- Records for this exercise:
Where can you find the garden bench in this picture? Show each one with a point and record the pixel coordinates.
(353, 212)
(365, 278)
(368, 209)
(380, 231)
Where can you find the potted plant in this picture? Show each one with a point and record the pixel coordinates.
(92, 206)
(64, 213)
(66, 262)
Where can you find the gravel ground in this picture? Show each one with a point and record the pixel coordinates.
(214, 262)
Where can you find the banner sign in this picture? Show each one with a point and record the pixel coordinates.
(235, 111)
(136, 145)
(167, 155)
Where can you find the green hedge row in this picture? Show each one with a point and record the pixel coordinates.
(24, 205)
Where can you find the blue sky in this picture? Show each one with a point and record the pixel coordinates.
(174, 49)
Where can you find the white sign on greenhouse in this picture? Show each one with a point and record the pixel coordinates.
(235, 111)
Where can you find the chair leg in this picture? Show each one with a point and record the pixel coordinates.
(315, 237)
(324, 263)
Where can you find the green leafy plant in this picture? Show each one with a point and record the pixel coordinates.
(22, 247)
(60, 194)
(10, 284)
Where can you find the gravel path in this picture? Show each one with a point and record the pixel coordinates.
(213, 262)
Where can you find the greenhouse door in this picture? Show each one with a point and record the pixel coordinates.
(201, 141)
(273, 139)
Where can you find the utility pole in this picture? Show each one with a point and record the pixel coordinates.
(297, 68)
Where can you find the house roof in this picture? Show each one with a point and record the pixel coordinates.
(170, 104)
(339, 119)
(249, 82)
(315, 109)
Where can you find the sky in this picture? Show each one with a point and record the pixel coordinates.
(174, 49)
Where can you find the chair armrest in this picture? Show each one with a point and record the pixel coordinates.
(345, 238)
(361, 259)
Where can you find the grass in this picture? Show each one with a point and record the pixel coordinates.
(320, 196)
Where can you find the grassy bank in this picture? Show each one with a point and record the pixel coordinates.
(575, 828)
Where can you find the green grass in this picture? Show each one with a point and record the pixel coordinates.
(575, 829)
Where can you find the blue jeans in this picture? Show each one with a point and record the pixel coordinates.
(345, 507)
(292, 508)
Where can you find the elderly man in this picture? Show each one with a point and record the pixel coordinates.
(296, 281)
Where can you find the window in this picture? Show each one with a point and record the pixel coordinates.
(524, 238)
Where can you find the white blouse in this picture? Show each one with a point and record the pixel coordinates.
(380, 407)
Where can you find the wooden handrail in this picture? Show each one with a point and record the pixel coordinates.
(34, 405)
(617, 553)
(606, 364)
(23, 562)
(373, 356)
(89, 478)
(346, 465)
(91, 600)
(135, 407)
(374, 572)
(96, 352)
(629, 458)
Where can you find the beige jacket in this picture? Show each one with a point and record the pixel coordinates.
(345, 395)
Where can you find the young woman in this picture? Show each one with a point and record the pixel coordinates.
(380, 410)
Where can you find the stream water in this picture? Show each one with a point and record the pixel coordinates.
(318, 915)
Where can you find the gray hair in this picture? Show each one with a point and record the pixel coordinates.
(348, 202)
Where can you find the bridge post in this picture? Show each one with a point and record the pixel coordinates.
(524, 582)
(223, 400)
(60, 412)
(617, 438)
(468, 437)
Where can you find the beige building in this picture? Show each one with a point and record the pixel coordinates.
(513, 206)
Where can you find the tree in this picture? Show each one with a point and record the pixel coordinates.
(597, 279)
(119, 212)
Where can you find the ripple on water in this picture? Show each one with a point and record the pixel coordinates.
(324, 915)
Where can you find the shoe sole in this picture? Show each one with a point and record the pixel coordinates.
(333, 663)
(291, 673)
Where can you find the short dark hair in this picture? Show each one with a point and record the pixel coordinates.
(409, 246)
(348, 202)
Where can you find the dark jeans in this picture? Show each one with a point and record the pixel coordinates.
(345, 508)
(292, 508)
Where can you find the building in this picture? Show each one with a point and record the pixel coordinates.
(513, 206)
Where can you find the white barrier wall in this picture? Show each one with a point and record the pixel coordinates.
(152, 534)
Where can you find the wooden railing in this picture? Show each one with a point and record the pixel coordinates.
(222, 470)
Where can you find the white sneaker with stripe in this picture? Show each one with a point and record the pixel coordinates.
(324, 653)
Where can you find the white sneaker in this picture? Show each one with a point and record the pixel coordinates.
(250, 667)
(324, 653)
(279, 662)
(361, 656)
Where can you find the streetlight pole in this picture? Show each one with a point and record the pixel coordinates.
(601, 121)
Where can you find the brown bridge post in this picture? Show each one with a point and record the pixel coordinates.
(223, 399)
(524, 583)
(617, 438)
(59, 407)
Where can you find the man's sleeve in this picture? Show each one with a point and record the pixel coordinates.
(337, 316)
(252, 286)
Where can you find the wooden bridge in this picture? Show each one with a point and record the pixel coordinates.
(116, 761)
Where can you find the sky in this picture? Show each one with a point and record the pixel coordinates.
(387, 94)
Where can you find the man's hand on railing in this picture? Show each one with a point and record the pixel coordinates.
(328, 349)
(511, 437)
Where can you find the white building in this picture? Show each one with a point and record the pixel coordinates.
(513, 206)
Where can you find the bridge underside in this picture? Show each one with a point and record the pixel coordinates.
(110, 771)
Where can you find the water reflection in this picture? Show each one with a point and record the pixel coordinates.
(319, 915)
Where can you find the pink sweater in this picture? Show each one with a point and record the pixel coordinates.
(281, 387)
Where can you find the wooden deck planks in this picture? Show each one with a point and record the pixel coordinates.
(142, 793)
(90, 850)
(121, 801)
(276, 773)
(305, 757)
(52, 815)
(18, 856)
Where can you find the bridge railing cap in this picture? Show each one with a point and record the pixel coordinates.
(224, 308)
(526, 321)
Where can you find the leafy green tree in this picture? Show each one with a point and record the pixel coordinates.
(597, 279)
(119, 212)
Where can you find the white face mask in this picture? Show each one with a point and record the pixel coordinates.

- About this exercise:
Every line of the material must be given again exactly.

- Solution to this problem:
Where can you find the garden bench in this picture? Show each one with a point and record the pixel coordinates.
(353, 212)
(365, 278)
(368, 209)
(380, 231)
Where can you find the potted plant in this picture? Show each one with a point and record the pixel coordinates.
(92, 206)
(64, 213)
(66, 262)
Where can you find the gravel ground in this picture? Show each one with a point and record the pixel coordinates.
(214, 262)
Where can you find the banner sign in this picture? Show each one with a point and record the pixel coordinates.
(235, 111)
(136, 145)
(167, 155)
Where can you find the green hedge row in this picture? Show each one with a point and record the pixel coordinates.
(24, 205)
Where can you find the blue sky in this picture? Show each one with a point and record the pixel coordinates.
(174, 49)
Where can you find the white sign on greenhouse in this picture? Show each one with a point and record the pixel coordinates.
(235, 111)
Where can you find the chair leg in this picture? Show each one with a point and record the pixel coordinates.
(315, 237)
(324, 263)
Where can you find the green leafy plant in this picture? Show each one with a point and record the pixel coordinates.
(22, 247)
(60, 194)
(10, 284)
Where can you find the gravel path in this picture? Show each one with a point and record the pixel coordinates.
(213, 262)
Where can you find the greenhouse door in this picture? Show each one with a point and record the pixel coordinates.
(201, 141)
(273, 139)
Where can you find the utility pole in this picture? Show each one with a point and record the pixel coordinates.
(297, 68)
Where can you find the house roof in this picture? Show each one with a point and record the pixel coordinates.
(170, 104)
(339, 119)
(249, 82)
(315, 109)
Where can you find the sky in this picture? Show each one with a point and record the pixel coordinates.
(174, 49)
Where can you find the chair armrest in this picture? Show each one with a point and record the pixel coordinates.
(345, 238)
(361, 259)
Where can you find the grass in this picture? Show each one with a point and record the pixel coordinates.
(320, 196)
Where can you find the grassy bank in this picture? Show each one with a point and record the pixel coordinates.
(575, 828)
Where can you find the green grass in this picture? Show each one with a point and record the pixel coordinates.
(575, 829)
Where can you find the blue jeans in this picture? Show each one with a point and record the pixel coordinates.
(345, 507)
(292, 508)
Where can you find the elderly man in this picture? Show each one with a point and record the pixel coordinates.
(296, 281)
Where can you find the window in this picture? Show each one with a point and record the pixel coordinates.
(524, 238)
Where can you find the white blouse in this picture? Show each one with a point and record the pixel coordinates.
(380, 407)
Where can you find the wooden handrail in this picture? Show each one with a point and record the pixel coordinates.
(34, 405)
(617, 553)
(606, 364)
(23, 562)
(373, 356)
(89, 478)
(346, 465)
(91, 600)
(135, 407)
(374, 572)
(96, 352)
(629, 458)
Where can you find the beige jacket in this picture? Show each one with a point and record the pixel coordinates.
(345, 395)
Where can you find the young woman in this picture? Show each one with a point and record the pixel coordinates.
(380, 410)
Where can you find the stream water in this picture? Show each one with a point and record the pixel coordinates.
(318, 915)
Where can you find the gray hair in this picture? Show each one with a point and record the pixel coordinates.
(348, 202)
Where can you find the bridge post in this picture? Show each one with a point and record the pixel coordinates.
(524, 582)
(223, 400)
(60, 412)
(617, 438)
(468, 437)
Where can you find the beige building in this picture? Show each one with a point and record the pixel coordinates.
(513, 206)
Where can you find the tree in this picture? Show each one with a point and record the pixel coordinates.
(597, 279)
(119, 212)
Where can you find the ripple on water in this picture? Show each one with a point and record the pixel coordinates.
(324, 915)
Where can you find the shoe sole in this picture? Show each one with a point and record the pixel coordinates.
(333, 663)
(291, 673)
Where can you find the short dark hair in this picture? Show each one with a point and record the pixel coordinates.
(409, 246)
(348, 202)
Where can you find the dark jeans in this picture? Show each one with a point and record the pixel coordinates.
(345, 508)
(292, 508)
Where can you find the building in this picture? Show each one with a point and record the pixel coordinates.
(513, 206)
Where can you find the white barrier wall in this picture? Show each one with a point and record the pixel coordinates.
(152, 534)
Where can you find the wooden railing in this picture? Show each one with a point and record the pixel coordinates.
(222, 470)
Where can you find the white sneaker with stripe in this picture? Show each one with a point and record the pixel coordinates.
(324, 653)
Where can you find the white sneaker in this picture? Show each one with a point and record the pixel coordinates.
(250, 667)
(324, 653)
(279, 662)
(361, 656)
Where can you find the streetlight pole in this picture? Show each one with a point and record the pixel coordinates.
(601, 121)
Where can you find the brown bridge post in this picture? Show each one with a point and record the pixel coordinates.
(223, 399)
(524, 583)
(617, 438)
(59, 407)
Where can you find the man's sleeve in this picture? Show each one with a point and record the pixel coordinates.
(337, 316)
(252, 286)
Where can you find the wooden bridge in this picture? Show each one with a point and record the pixel coordinates.
(116, 761)
Where can you find the sky in this picture? Show each one with a point and record the pixel coordinates.
(387, 94)
Where can you find the man's hand on railing in this picture? Show each one with a point and record the pixel coordinates.
(328, 349)
(511, 437)
Where can you find the white building in this picture? Show each one with a point and record the pixel coordinates.
(513, 206)
Where can you find the bridge underside in this picture? Show each one with a point and record the pixel coordinates.
(110, 771)
Where can you find the water reflection in this picture? Show each one with a point and record the pixel coordinates.
(319, 915)
Where can you find the pink sweater in this picture? Show each one with a point and record the pixel coordinates.
(281, 387)
Where can you find the wooden deck planks in this picture? Show each one with a point and record the pixel coordinates.
(142, 793)
(90, 850)
(121, 801)
(276, 773)
(305, 757)
(52, 815)
(18, 856)
Where can you find the bridge railing cap in this picture? Show each one with a point and record the pixel coordinates.
(224, 308)
(526, 321)
Where can you find the leafy green tree in this picture? Show each one with a point and record the pixel coordinates.
(597, 279)
(119, 212)
Where can you find the white face mask in this picture? Show each one with a point and record the pixel coordinates.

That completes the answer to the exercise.